PROBLEM TO SOLVE — Convert every line of the material below into a JSON list of strings, one string per line, leaving out blank lines.

TASK INPUT —
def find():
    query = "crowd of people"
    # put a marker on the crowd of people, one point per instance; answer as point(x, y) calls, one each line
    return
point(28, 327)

PROBLEM SOLUTION —
[
  "def find():",
  "    query = \"crowd of people\"",
  "    # put a marker on the crowd of people, one point per instance; answer as point(x, y) calls, one each line",
  "    return",
  "point(28, 327)"
]